▸ Data to use
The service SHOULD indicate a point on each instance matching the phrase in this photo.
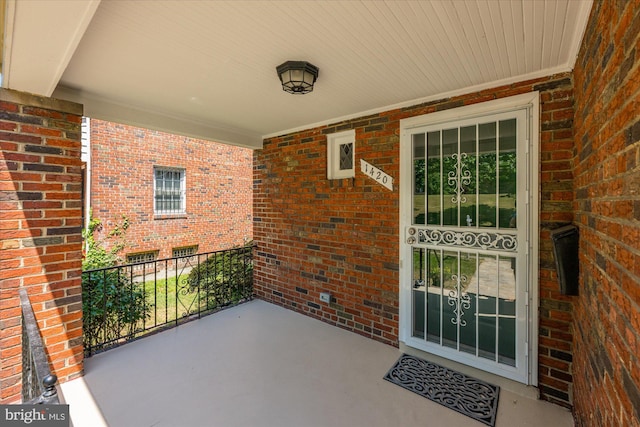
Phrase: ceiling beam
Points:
(108, 110)
(40, 38)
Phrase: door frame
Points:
(531, 102)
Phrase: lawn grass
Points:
(165, 302)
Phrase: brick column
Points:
(40, 232)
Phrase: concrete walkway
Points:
(262, 365)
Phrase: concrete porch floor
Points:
(262, 365)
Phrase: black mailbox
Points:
(565, 250)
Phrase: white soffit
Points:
(207, 68)
(40, 37)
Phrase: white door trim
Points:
(531, 102)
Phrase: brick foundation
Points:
(607, 181)
(219, 194)
(40, 240)
(341, 236)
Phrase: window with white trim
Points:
(184, 251)
(341, 155)
(169, 191)
(142, 257)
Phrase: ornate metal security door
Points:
(468, 242)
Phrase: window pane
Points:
(487, 175)
(169, 197)
(507, 173)
(419, 174)
(434, 179)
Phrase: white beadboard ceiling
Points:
(207, 68)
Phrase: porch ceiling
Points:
(207, 68)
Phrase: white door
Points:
(465, 240)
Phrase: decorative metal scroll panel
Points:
(481, 239)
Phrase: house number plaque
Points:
(376, 174)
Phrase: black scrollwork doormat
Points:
(467, 395)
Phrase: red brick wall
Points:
(219, 194)
(607, 169)
(317, 235)
(40, 241)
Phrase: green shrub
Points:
(112, 304)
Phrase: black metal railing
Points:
(126, 302)
(38, 384)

▸ Task description
Please lay out the listing above as a Markdown table with the columns Row and Line. Begin at the line that contains "Phrase: lawn grass", stop after the last line of the listing, number each line in order, and leave out blank lines.

▸ Final result
| Row | Line |
|---|---|
| 1 | Phrase: lawn grass |
| 2 | Points: |
| 3 | (165, 302) |
| 4 | Phrase: brick column |
| 5 | Points: |
| 6 | (40, 232) |
| 7 | Phrase: concrete walkway |
| 8 | Points: |
| 9 | (262, 365) |
| 10 | Phrase: concrete porch floor |
| 11 | Points: |
| 12 | (262, 365) |
| 13 | Phrase: black mailbox |
| 14 | Points: |
| 15 | (565, 250) |
| 16 | Phrase: white soffit |
| 17 | Points: |
| 18 | (207, 68) |
| 19 | (40, 37) |
| 20 | Phrase: white door trim |
| 21 | Points: |
| 22 | (531, 102) |
| 23 | Phrase: brick foundation |
| 24 | Points: |
| 25 | (607, 181) |
| 26 | (219, 194) |
| 27 | (40, 240) |
| 28 | (341, 236) |
| 29 | Phrase: window with white trim |
| 30 | Points: |
| 31 | (184, 251) |
| 32 | (341, 155) |
| 33 | (169, 191) |
| 34 | (142, 257) |
| 35 | Phrase: ornate metal security door |
| 36 | Points: |
| 37 | (468, 242) |
| 38 | Phrase: window pane |
| 39 | Points: |
| 40 | (487, 175) |
| 41 | (169, 197) |
| 42 | (507, 173) |
| 43 | (419, 174) |
| 44 | (434, 179) |
| 45 | Phrase: white beadboard ceiling |
| 46 | Points: |
| 47 | (207, 68) |
| 48 | Phrase: porch ceiling |
| 49 | Points: |
| 50 | (207, 68) |
| 51 | Phrase: white door |
| 52 | Points: |
| 53 | (465, 240) |
| 54 | Phrase: decorative metal scroll panel |
| 55 | Points: |
| 56 | (481, 239) |
| 57 | Phrase: house number plaque |
| 58 | Points: |
| 59 | (376, 174) |
| 60 | Phrase: black scrollwork doormat |
| 61 | Points: |
| 62 | (467, 395) |
| 63 | Phrase: red brick wall |
| 64 | Points: |
| 65 | (219, 194) |
| 66 | (607, 169) |
| 67 | (317, 235) |
| 68 | (40, 241) |
| 69 | Phrase: green shrub |
| 70 | Points: |
| 71 | (112, 304) |
| 72 | Phrase: black metal railing |
| 73 | Points: |
| 74 | (126, 302) |
| 75 | (38, 384) |